== 书面问题 ==
把下面这篇 Shape Adaptor 论文阅读笔记从头到尾一字不改地再写一遍。
----- 选段
【Shape Adaptor】2020-ECCV-Shape Adaptor: A Learnable Resizing Module-论文阅读

Shape Adaptor

2020-ECCV-Shape Adaptor: A Learnable Resizing Module

来源：ChenBong 博客园

Institute：Imperial College London，Adobe Research
Author：Shikun Liu，Zhe Lin，Edward Johns，etc.
GitHub：https://github.com/lorenmt/shape-adaptor 【50+】
Citation：/

Introduction

Prepare

network shape：我们将整个 network 的各层 feature map 大小定义为 network shape 。
----------
----- 记录集
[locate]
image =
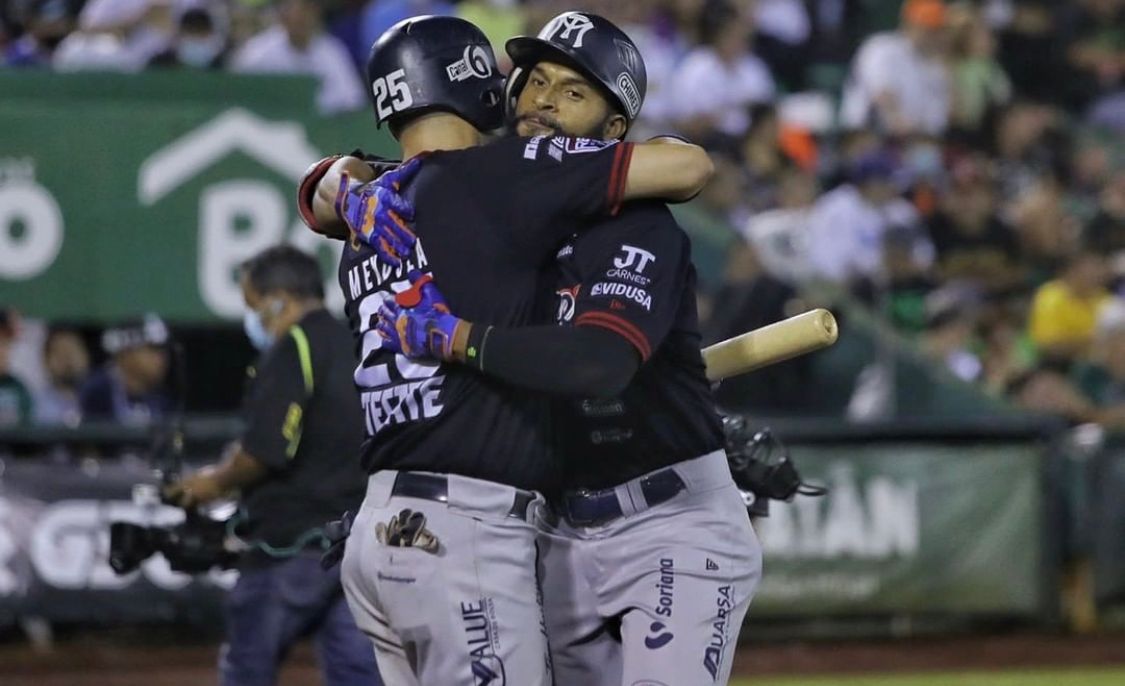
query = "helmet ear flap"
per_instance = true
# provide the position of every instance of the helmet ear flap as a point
(516, 80)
----------
== 结果如下 ==
【Shape Adaptor】2020-ECCV-Shape Adaptor: A Learnable Resizing Module-论文阅读

Shape Adaptor

2020-ECCV-Shape Adaptor: A Learnable Resizing Module

来源：ChenBong 博客园

Institute：Imperial College London，Adobe Research
Author：Shikun Liu，Zhe Lin，Edward Johns，etc.
GitHub：https://github.com/lorenmt/shape-adaptor 【50+】
Citation：/

Introduction

Prepare

network shape：我们将整个 network 的各层 feature map 大小定义为 network shape 。